* [STATED EXERCISE] Restate the records in their entirety, word for word.

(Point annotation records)

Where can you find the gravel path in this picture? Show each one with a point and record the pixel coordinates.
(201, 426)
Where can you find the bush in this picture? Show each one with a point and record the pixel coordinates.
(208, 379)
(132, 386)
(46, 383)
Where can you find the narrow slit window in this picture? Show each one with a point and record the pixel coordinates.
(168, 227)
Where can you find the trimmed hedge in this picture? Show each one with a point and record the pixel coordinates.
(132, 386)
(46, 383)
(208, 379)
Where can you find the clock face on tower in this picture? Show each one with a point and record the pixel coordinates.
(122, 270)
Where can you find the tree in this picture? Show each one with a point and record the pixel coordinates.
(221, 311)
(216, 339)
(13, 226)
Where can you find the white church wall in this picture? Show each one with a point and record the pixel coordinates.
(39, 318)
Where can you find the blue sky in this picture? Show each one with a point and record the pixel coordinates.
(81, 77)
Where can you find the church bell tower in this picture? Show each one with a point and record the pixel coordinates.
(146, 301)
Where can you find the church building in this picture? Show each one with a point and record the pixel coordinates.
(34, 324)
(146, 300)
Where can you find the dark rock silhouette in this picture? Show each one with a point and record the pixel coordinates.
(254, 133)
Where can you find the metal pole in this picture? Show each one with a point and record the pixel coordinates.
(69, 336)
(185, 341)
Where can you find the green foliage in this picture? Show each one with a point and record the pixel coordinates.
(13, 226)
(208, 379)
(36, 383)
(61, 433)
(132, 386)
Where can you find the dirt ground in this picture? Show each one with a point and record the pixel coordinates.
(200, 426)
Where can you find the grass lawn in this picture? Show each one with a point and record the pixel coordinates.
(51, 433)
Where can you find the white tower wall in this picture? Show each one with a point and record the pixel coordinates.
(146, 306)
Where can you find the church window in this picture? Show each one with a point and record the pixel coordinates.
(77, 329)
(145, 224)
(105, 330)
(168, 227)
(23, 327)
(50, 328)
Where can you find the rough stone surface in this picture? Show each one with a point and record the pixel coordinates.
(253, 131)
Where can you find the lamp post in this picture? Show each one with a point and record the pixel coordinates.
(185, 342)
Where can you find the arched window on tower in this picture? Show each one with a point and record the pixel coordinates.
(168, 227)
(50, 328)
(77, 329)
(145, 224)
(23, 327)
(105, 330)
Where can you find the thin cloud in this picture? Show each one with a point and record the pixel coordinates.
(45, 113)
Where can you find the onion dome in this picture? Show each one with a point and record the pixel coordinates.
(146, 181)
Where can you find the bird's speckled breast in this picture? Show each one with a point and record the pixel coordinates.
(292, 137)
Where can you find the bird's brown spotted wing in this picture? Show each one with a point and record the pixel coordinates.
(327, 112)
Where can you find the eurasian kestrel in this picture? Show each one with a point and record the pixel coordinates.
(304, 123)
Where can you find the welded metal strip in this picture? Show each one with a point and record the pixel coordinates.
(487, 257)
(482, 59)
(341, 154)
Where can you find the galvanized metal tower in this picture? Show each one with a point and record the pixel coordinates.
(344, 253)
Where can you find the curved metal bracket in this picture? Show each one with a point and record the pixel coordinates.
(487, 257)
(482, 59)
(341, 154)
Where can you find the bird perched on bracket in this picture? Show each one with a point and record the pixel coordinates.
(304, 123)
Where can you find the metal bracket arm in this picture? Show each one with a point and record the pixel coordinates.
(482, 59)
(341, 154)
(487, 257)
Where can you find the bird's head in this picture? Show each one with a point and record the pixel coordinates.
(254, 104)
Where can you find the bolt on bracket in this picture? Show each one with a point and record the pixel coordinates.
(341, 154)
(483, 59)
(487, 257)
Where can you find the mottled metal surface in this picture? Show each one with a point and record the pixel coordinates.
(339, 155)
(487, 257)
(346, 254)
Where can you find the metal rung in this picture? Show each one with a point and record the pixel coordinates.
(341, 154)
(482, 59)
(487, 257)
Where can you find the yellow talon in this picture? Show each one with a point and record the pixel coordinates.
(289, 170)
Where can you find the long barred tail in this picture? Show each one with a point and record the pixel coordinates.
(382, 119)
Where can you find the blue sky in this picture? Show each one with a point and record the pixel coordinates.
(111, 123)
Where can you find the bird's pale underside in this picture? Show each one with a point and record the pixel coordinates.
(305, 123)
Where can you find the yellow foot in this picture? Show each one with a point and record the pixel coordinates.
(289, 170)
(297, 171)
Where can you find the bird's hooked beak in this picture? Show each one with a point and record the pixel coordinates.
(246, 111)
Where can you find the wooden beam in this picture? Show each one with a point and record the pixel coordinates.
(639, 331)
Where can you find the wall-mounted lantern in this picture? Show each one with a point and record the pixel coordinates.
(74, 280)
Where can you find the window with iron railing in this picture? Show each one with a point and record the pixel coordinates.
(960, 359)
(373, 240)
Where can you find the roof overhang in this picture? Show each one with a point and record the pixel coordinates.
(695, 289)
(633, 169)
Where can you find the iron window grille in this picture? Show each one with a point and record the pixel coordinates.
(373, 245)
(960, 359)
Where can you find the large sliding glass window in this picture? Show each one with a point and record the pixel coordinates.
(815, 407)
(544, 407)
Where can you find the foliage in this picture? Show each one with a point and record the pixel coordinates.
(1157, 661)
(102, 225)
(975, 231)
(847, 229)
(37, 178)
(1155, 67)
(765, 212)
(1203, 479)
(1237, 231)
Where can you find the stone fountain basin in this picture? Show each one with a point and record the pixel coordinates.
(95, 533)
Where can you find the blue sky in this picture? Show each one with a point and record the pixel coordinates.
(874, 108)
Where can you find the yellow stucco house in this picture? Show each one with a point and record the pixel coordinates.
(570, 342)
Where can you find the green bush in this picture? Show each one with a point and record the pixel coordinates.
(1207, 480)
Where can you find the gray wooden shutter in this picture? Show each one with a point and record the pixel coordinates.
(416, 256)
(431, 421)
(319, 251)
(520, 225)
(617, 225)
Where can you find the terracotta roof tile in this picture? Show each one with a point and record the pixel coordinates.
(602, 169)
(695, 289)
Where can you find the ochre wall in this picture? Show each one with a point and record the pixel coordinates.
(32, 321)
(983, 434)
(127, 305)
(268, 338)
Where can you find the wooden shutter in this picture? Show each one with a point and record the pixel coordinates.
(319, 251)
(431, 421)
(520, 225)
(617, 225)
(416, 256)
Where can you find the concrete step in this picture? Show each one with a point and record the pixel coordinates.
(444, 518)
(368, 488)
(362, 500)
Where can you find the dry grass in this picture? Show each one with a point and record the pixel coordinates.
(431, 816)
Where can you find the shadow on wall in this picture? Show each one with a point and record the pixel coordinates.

* [WORKED ANSWER]
Where can you find the gravel path in this picture? Show each one with a point and record the pixel coordinates.
(201, 426)
Where can you find the bush in this picture? Show each one with a point and record the pixel coordinates.
(208, 379)
(132, 386)
(46, 383)
Where can you find the narrow slit window in this picture? Show each one with a point and record the pixel coordinates.
(168, 227)
Where can you find the trimmed hedge in this picture? Show each one with a point and record the pixel coordinates.
(132, 386)
(46, 383)
(208, 379)
Where can you find the clock face on tower in this picture? Show each one with a point and record the pixel coordinates.
(122, 270)
Where can you find the tree in this picture? Show each one with a point and record the pixel coordinates.
(221, 311)
(216, 339)
(13, 226)
Where can you find the white church wall in this picture? Show each one with a point and record the pixel coordinates.
(39, 318)
Where can you find the blue sky in this picture? Show each one with a point and record the pixel coordinates.
(81, 77)
Where can you find the church bell tower in this picture? Show each one with a point and record the pixel coordinates.
(146, 301)
Where can you find the church building in this picture? Show each one with a point and record the pixel coordinates.
(34, 324)
(146, 300)
Where can you find the dark rock silhouette in this picture? Show each one with a point and record the pixel coordinates.
(254, 133)
Where can you find the metal pole in this picture? Show each one with a point and record the pixel coordinates.
(69, 336)
(185, 341)
Where can you find the green foliage in this picture? Show each one with a point and record the pixel coordinates.
(13, 226)
(208, 379)
(36, 383)
(61, 433)
(132, 386)
Where can you find the dirt ground in this picture? Show each one with a point and record the pixel coordinates.
(200, 426)
Where can you find the grass lawn in this picture? Show each one with a point and record the pixel coordinates.
(51, 433)
Where can you find the white tower wall in this picture? Show each one with a point and record the pixel coordinates.
(146, 306)
Where can you find the church window in this picture? Show each one with a point and record the pixel coordinates.
(77, 329)
(145, 224)
(105, 330)
(168, 227)
(23, 327)
(50, 328)
Where can you find the rough stone surface in this picture? Show each one with a point and record the pixel coordinates.
(253, 131)
Where can you find the lamp post in this picture? Show each one with a point and record the pixel coordinates.
(185, 342)
Where can you find the arched window on tower in this picture? Show each one with a point and record the pixel coordinates.
(168, 227)
(50, 328)
(77, 329)
(145, 224)
(23, 327)
(105, 330)
Where can you find the thin cloud in this picture? Show each one with a point and record the pixel coordinates.
(45, 113)
Where can you find the onion dome in this picture? Show each one with a point and record the pixel coordinates.
(146, 181)
Where can you find the bird's speckled breast in this picture? Show each one with a point and record the pixel coordinates.
(292, 137)
Where can you find the bird's brown spotted wing in this picture? Show each one with a point and record the pixel coordinates.
(327, 112)
Where can you find the eurasian kestrel in this picture? Show each one with a point and record the pixel coordinates.
(304, 123)
Where can you find the welded metal strip in this picture? Show each one with a point and record the pixel coordinates.
(487, 257)
(482, 59)
(341, 154)
Where can you find the galvanized metal tower in this picture? Show each one with a point and record the pixel coordinates.
(344, 253)
Where can you find the curved metal bracket in this picture? Show each one with a point and record the pixel coordinates.
(487, 257)
(482, 59)
(341, 154)
Where can you find the bird perched on bracket in this picture? Show each one with a point and record the pixel coordinates.
(304, 123)
Where can you find the metal bracket arm in this picture? Show each one with a point and record the pixel coordinates.
(482, 59)
(341, 154)
(487, 257)
Where can you find the bird's head in this picture? Show each one with a point and record the pixel coordinates.
(254, 104)
Where can you find the bolt on bracket in this picture? Show each one with a point and record the pixel coordinates.
(341, 154)
(483, 59)
(487, 257)
Where can you find the mottled metal surface in this picture? Show each one with a point and record the pixel coordinates.
(339, 155)
(487, 257)
(346, 254)
Where can you find the metal rung in this picture? Show each one with a point and record the pixel coordinates.
(341, 154)
(482, 59)
(487, 257)
Where can you find the yellow talon in this picture? Show each one with a point and record the pixel coordinates.
(289, 170)
Where can you find the long barred tail in this picture? Show each one with a point and record the pixel coordinates.
(382, 119)
Where can you find the blue sky in this picture? Show each one with a point and record the pixel coordinates.
(111, 123)
Where can you find the bird's pale underside in this picture? Show each one with a point and record the pixel coordinates.
(305, 123)
Where can you find the yellow foot in this picture? Show each one with a point and record the pixel coordinates.
(289, 170)
(297, 171)
Where can you find the bird's hooked beak in this picture? Show each one with a point and record the pixel coordinates.
(246, 111)
Where can you find the wooden beam in this picture? Show each one with a point and record the pixel coordinates.
(639, 331)
Where can you find the wall-mounted lantern in this picture? Show each one with a point and record the pixel coordinates.
(74, 280)
Where can you find the window with iron railing in this picture? Show each one with a point and record the pixel coordinates.
(960, 359)
(373, 240)
Where can you find the roof overhang in this picture? Show each one with a point and record the pixel coordinates.
(695, 289)
(633, 169)
Where can you find the iron window grille in this picture? Show each one with a point and record the pixel coordinates.
(373, 245)
(960, 359)
Where can you find the large sliding glass window in this picture? Show each one with a point and record the pixel coordinates.
(815, 407)
(544, 407)
Where can you find the foliage in this picture? Show each one with a point and record the pixel coordinates.
(1157, 661)
(102, 225)
(975, 231)
(847, 229)
(37, 178)
(1155, 67)
(765, 212)
(1203, 479)
(1237, 231)
Where can you find the stone fountain basin in this picture? Show each one with a point and record the pixel coordinates.
(95, 533)
Where can you find the blue sky in this picture? Show each one with a point and record the pixel coordinates.
(874, 108)
Where can you find the yellow stucco house in this picture? Show each one with a point and record the pixel coordinates.
(570, 342)
Where can you find the green bush in this picture? Show each one with a point and record the pixel coordinates.
(1207, 480)
Where can you find the gray wooden shutter in this picture? Show each one with a point and record the pixel coordinates.
(416, 256)
(431, 421)
(319, 251)
(520, 225)
(617, 225)
Where can you find the terracotta roof tile in this picture? Show each one with a point and record the pixel coordinates.
(602, 169)
(695, 289)
Where can you find the ochre wall in this picture? Show each one with a point and record the pixel coordinates.
(32, 321)
(983, 434)
(127, 305)
(268, 338)
Where can you find the wooden shutter in this picture? Show each one with a point and record the pixel coordinates.
(319, 251)
(431, 421)
(520, 225)
(617, 225)
(416, 256)
Where can you find the concrete step in this picture? Show each one with a point and record the pixel coordinates.
(444, 518)
(368, 488)
(362, 500)
Where can you find the dry grass in this picture? Show each one with a point and record the pixel coordinates.
(431, 816)
Where can you find the shadow on wall in this picture? Show each one with a point and record the pixel coordinates.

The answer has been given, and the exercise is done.